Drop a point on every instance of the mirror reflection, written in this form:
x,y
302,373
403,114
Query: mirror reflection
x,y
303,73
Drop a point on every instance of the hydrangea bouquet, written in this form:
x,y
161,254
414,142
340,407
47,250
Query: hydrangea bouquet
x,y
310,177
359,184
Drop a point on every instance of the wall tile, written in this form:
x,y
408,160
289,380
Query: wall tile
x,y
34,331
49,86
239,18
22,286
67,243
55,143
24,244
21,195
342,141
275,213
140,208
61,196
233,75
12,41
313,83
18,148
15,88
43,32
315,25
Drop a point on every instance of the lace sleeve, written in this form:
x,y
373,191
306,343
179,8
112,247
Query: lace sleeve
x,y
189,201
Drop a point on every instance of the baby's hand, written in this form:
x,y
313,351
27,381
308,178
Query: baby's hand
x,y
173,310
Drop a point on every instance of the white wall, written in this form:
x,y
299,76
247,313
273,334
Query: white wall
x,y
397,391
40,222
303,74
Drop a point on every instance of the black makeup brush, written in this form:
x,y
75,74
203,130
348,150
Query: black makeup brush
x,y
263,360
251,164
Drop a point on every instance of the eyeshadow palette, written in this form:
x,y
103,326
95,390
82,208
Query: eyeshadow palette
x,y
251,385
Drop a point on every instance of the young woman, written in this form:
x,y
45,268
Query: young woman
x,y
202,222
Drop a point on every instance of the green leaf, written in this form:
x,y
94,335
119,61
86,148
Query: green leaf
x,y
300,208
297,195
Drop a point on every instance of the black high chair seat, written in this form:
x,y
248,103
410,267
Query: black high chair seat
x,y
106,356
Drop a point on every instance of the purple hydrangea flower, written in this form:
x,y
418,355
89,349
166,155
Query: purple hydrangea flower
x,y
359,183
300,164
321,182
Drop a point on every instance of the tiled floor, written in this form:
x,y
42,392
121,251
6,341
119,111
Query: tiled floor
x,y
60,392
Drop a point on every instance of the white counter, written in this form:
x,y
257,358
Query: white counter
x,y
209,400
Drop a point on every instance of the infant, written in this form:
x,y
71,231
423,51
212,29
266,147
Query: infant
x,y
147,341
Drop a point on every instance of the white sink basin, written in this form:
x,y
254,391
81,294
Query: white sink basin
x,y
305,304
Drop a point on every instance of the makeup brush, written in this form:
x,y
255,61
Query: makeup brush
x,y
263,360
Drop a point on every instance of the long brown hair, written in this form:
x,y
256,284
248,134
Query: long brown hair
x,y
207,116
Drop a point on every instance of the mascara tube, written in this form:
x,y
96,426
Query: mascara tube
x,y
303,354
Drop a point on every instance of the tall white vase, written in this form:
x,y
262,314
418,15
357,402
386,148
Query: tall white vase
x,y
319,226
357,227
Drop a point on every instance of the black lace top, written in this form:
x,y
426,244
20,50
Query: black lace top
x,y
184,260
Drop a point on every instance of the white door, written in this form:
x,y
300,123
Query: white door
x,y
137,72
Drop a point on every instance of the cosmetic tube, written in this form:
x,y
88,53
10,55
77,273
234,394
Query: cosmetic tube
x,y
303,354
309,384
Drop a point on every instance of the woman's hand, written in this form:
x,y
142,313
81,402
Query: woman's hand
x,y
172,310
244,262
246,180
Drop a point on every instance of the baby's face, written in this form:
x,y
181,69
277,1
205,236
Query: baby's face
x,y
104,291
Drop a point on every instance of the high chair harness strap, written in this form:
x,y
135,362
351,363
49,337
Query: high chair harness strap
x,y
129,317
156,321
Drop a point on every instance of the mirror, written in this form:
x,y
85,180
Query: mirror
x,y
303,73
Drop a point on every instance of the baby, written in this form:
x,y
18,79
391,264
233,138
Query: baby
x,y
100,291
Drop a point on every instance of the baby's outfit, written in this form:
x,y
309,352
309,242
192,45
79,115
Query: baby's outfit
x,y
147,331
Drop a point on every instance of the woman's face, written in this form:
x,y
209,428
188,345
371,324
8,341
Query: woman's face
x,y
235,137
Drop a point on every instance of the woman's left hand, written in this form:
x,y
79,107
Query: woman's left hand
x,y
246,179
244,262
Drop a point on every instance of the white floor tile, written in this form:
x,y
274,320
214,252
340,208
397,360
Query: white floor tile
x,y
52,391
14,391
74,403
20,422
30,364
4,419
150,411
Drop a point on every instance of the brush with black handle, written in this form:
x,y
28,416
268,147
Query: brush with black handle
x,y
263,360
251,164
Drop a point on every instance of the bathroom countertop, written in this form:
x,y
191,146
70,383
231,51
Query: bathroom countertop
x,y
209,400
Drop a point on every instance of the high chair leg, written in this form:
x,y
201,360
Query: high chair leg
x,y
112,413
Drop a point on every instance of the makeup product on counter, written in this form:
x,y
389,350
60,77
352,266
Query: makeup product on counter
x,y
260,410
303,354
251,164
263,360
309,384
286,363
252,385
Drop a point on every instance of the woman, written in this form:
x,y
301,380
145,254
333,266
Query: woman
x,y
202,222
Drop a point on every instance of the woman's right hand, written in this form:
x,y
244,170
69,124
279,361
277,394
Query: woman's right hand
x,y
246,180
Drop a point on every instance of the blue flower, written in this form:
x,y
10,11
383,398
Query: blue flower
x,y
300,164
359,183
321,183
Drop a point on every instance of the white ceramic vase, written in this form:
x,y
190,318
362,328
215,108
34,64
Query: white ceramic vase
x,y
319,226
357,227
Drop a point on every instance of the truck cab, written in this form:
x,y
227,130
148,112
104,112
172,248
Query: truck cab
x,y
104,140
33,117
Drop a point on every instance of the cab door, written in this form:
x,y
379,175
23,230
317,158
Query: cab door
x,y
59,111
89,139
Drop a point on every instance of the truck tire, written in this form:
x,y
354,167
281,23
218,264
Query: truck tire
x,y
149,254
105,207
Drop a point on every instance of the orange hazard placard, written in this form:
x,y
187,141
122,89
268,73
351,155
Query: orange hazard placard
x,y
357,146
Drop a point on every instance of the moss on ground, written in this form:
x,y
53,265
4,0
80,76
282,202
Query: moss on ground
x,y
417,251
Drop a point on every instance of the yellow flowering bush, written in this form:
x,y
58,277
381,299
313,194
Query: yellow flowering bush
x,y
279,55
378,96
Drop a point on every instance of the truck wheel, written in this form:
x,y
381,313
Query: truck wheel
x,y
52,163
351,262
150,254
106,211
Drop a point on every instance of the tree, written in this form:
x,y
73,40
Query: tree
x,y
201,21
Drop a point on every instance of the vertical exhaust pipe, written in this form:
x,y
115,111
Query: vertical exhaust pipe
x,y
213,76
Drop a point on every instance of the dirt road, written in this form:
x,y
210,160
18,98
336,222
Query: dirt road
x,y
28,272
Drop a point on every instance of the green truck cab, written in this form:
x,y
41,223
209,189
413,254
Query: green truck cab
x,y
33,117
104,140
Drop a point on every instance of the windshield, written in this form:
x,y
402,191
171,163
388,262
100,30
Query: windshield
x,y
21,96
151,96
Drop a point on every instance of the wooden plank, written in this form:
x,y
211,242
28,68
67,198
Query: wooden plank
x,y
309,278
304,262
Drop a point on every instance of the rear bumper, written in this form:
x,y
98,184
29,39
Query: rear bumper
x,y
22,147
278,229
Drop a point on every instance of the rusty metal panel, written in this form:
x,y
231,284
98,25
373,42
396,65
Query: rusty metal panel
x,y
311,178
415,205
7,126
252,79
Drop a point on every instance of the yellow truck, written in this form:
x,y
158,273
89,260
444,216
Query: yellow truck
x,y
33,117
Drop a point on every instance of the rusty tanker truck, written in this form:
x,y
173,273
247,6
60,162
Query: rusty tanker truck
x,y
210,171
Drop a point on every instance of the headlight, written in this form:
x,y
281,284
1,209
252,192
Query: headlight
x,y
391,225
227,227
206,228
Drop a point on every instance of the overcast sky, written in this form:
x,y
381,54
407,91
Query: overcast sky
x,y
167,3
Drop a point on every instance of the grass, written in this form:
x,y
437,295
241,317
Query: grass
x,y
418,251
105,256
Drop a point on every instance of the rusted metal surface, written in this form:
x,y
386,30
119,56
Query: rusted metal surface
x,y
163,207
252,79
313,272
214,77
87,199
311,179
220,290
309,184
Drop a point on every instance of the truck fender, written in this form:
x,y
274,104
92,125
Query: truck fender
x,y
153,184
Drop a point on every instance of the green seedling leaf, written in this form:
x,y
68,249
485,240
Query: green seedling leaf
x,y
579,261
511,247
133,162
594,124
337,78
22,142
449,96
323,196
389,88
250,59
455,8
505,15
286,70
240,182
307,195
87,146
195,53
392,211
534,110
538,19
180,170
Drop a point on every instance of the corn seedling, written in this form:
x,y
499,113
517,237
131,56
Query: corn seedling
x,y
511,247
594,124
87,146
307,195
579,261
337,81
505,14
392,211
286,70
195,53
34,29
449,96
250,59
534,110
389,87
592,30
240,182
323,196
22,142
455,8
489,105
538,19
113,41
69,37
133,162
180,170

──────

Problem details
Given the data above, transcribe exactly the lines from the one containing "Drop a point on every instance of the black high" down to the one containing "Drop a point on every instance of the tiled", and no others.

Answer to the exercise
Drop a point on every instance of the black high chair seat, written in this form:
x,y
248,103
410,267
Query: black high chair seat
x,y
106,356
Drop a point on every instance of the purple hydrangea flower, written in this form:
x,y
418,355
89,349
166,155
Query: purple hydrangea flower
x,y
359,183
300,164
321,182
Drop a point on every instance of the tiled floor, written in this form:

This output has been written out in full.